───── Data section

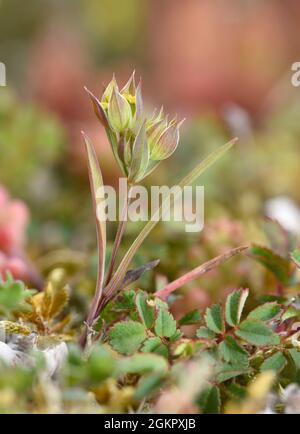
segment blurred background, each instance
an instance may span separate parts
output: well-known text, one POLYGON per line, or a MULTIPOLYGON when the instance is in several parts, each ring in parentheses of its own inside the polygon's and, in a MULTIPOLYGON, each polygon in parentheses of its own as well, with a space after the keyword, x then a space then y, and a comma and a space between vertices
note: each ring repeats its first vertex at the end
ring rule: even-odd
MULTIPOLYGON (((264 215, 299 234, 300 87, 291 84, 299 26, 297 0, 0 1, 7 74, 0 87, 0 270, 38 283, 39 273, 61 264, 79 288, 89 286, 95 234, 80 130, 97 147, 106 184, 120 173, 83 87, 100 96, 113 73, 125 83, 133 70, 149 109, 163 105, 187 117, 180 146, 149 185, 176 183, 239 137, 201 179, 204 231, 160 225, 137 263, 160 257, 157 279, 176 277, 228 247, 263 239, 264 215)), ((128 242, 137 226, 129 227, 128 242)), ((262 287, 259 271, 249 276, 247 267, 224 266, 213 285, 202 279, 186 310, 208 303, 220 282, 232 289, 256 279, 262 287)), ((155 283, 144 285, 153 290, 155 283)))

──────────

# [Your task]
Rewrite the lines of the entries above, swapping "instance" for "object" wherever it occurs and keeping everything else the same. Omit the pictures.

# [Finished answer]
segment blurred background, each object
an object may span separate parts
output: well-known text, one POLYGON per line, or a MULTIPOLYGON when the object is in several parts, each ring in parentheses of its own inside the polygon's and, in a MULTIPOLYGON, each polygon in parentheses of its own as well, with a space after the keyword, x then a space then y, and a comma and a space between vertices
note: each ring repeats its first vertex at the end
ring rule: even-odd
MULTIPOLYGON (((264 215, 299 234, 300 87, 291 84, 299 26, 297 0, 0 1, 7 74, 0 87, 0 270, 38 283, 39 273, 61 264, 79 288, 89 286, 95 234, 80 130, 97 147, 106 184, 120 173, 83 87, 100 96, 113 73, 125 83, 133 70, 149 109, 163 105, 187 117, 180 146, 149 185, 176 183, 239 137, 201 179, 204 231, 160 225, 137 263, 160 257, 157 279, 176 277, 228 247, 263 239, 264 215)), ((128 242, 137 226, 129 227, 128 242)), ((262 287, 259 271, 249 276, 247 267, 224 266, 213 285, 202 279, 186 310, 208 303, 220 282, 232 289, 256 279, 262 287)), ((155 283, 144 285, 153 290, 155 283)))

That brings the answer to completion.